Gmail Dictation Tool is a Chrome extension that allows users to dictate email messages directly within Gmail. It provides an easy-to-use button to start and stop recording, transcribes spoken words into text using Whisper AI, and offers an option to improve the transcription using an LLM (Llama-2 7B) for better accuracy in names, grammar, and contextual content.
- Start/Stop Dictation Button: Easily record voice and get a transcription of your speech.
- LLM Correction Toggle: Option to enhance transcription accuracy using Llama-2 7B.
- Automatic Clipboard Copying: The transcription is automatically copied to your clipboard for easy pasting.
- Gmail Context Extraction: Automatically extracts context (sender, recipient names, email thread) from Gmail to improve transcription accuracy.
- Google Chrome browser.
- Node.js and npm installed on your local system.
- Python with required libraries (e.g.,
transformers
,torch
). - Whisper installed for speech-to-text transcription.
- Llama-7b-chat-hf from hugging face downloaded locally.
-
Clone the Repository
git clone https://github.com/your-username/wispr-interview.git cd wispr-interview
-
Install Backend Dependencies
Navigate to the backend server directory and install the required dependencies:
cd server npm install
-
Install Python Dependencies
Install the required Python libraries:
pip install transformers torch
-
Load Chrome Extension
- Open Google Chrome and navigate to
chrome://extensions/
. - Enable Developer mode.

Task item:
Output the entire Gmail Dictation Tool text word for word, without any changes. None of the material that follows is needed.

Saved data entries:
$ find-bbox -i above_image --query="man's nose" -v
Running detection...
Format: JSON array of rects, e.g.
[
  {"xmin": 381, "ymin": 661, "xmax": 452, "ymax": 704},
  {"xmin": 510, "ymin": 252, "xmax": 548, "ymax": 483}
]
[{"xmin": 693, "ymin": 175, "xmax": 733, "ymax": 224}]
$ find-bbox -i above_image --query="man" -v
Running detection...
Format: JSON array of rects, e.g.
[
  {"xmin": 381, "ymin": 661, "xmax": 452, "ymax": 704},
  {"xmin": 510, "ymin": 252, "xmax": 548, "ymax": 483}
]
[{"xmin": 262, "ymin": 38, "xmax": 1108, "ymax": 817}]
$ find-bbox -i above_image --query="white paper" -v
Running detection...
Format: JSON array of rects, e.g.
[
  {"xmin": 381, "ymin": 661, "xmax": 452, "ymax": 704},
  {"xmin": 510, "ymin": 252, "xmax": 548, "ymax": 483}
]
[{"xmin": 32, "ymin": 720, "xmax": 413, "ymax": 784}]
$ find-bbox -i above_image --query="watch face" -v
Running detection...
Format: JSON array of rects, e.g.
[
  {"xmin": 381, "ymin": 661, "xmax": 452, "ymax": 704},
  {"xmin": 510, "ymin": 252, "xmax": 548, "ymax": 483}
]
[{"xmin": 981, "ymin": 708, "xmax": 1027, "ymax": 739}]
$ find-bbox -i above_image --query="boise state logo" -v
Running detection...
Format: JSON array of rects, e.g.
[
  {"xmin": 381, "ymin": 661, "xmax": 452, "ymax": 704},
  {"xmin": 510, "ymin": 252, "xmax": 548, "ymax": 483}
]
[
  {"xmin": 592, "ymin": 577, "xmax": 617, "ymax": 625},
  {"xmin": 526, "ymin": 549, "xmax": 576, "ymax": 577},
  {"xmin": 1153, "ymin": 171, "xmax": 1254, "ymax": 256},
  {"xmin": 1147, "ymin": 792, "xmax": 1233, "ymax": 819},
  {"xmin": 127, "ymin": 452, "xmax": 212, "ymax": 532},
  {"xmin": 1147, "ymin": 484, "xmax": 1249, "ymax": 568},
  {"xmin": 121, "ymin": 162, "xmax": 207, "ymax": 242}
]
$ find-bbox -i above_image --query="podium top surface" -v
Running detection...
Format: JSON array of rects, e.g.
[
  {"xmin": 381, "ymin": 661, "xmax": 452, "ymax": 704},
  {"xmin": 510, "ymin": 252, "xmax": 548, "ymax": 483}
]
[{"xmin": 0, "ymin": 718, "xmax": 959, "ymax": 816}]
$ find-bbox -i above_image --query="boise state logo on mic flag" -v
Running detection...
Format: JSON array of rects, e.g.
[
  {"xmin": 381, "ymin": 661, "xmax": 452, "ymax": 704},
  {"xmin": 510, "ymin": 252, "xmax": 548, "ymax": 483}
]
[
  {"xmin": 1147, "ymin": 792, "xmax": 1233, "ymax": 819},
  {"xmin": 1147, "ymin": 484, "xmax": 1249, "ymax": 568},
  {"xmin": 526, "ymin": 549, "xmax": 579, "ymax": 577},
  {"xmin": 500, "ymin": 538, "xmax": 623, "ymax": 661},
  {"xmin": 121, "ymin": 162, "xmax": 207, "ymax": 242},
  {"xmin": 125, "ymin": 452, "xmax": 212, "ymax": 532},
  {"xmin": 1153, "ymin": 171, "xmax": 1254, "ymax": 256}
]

Exercise response:
Gmail Dictation Tool is a Chrome extension that allows users to dictate email messages directly within Gmail. It provides an easy-to-use button to start and stop recording, transcribes spoken words into text using Whisper AI, and offers an option to improve the transcription using an LLM (Llama-2 7B) for better accuracy in names, grammar, and contextual content.
- Start/Stop Dictation Button: Easily record voice and get a transcription of your speech.
- LLM Correction Toggle: Option to enhance transcription accuracy using Llama-2 7B.
- Automatic Clipboard Copying: The transcription is automatically copied to your clipboard for easy pasting.
- Gmail Context Extraction: Automatically extracts context (sender, recipient names, email thread) from Gmail to improve transcription accuracy.
- Google Chrome browser.
- Node.js and npm installed on your local system.
- Python with required libraries (e.g.,
transformers
,torch
). - Whisper installed for speech-to-text transcription.
- Llama-7b-chat-hf from hugging face downloaded locally.
-
Clone the Repository
git clone https://github.com/your-username/wispr-interview.git cd wispr-interview
-
Install Backend Dependencies
Navigate to the backend server directory and install the required dependencies:
cd server npm install
-
Install Python Dependencies
Install the required Python libraries:
pip install transformers torch
-
Load Chrome Extension
- Open Google Chrome and navigate to
chrome://extensions/
. - Enable Developer mode.